- **GOAL OF THE EXERCISE**
Rename "Indicate" as "Point out" in the listing from the line with "surfboard in water." to the line with "column 589, row 229", and reproduce only those lines with everything else unchanged.

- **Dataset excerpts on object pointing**
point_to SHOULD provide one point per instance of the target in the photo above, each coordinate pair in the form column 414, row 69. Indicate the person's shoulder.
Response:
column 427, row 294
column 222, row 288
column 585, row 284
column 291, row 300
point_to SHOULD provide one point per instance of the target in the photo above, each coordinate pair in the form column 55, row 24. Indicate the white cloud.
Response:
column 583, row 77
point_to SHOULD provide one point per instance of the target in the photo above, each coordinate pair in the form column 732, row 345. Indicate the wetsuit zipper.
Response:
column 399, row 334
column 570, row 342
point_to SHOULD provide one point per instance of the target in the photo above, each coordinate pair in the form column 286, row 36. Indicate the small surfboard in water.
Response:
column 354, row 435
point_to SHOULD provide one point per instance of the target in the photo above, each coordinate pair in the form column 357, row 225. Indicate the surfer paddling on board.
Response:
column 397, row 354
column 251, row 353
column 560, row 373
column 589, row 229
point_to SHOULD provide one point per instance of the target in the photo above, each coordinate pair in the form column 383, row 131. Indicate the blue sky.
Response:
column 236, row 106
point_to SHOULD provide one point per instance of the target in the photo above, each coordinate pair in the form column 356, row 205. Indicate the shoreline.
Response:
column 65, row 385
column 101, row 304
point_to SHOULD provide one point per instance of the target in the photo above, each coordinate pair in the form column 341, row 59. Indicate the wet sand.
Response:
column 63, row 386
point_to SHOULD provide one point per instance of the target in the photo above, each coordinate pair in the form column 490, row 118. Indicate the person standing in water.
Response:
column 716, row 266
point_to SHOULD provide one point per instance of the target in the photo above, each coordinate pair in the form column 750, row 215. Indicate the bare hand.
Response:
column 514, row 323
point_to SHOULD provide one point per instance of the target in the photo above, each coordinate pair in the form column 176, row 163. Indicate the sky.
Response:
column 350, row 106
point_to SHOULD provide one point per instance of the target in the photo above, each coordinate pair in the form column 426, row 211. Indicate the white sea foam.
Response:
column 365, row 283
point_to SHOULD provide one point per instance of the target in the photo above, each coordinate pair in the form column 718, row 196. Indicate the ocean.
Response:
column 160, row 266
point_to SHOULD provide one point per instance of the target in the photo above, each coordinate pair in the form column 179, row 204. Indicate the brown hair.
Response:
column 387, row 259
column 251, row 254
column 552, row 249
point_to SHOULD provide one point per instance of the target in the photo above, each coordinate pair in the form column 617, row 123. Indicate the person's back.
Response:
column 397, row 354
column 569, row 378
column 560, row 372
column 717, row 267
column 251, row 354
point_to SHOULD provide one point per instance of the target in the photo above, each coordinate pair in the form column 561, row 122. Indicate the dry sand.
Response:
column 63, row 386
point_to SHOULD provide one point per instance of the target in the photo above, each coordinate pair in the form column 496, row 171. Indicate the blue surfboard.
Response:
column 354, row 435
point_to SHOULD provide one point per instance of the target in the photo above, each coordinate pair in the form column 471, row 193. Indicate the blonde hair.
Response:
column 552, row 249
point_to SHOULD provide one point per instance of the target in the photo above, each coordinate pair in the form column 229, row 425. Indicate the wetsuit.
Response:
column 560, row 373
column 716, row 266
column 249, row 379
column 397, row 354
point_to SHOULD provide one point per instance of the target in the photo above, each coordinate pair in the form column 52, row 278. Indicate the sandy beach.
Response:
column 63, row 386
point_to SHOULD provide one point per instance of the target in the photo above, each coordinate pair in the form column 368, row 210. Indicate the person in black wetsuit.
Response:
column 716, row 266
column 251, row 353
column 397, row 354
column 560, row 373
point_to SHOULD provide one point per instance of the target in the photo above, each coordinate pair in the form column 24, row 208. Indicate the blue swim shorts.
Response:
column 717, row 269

- **TASK RESPONSE**
point_to SHOULD provide one point per instance of the target in the photo above, each coordinate pair in the form column 286, row 36. Point out the small surfboard in water.
Response:
column 354, row 435
point_to SHOULD provide one point per instance of the target in the photo above, each coordinate pair in the form column 357, row 225. Point out the surfer paddling on board.
Response:
column 397, row 354
column 251, row 353
column 560, row 373
column 589, row 229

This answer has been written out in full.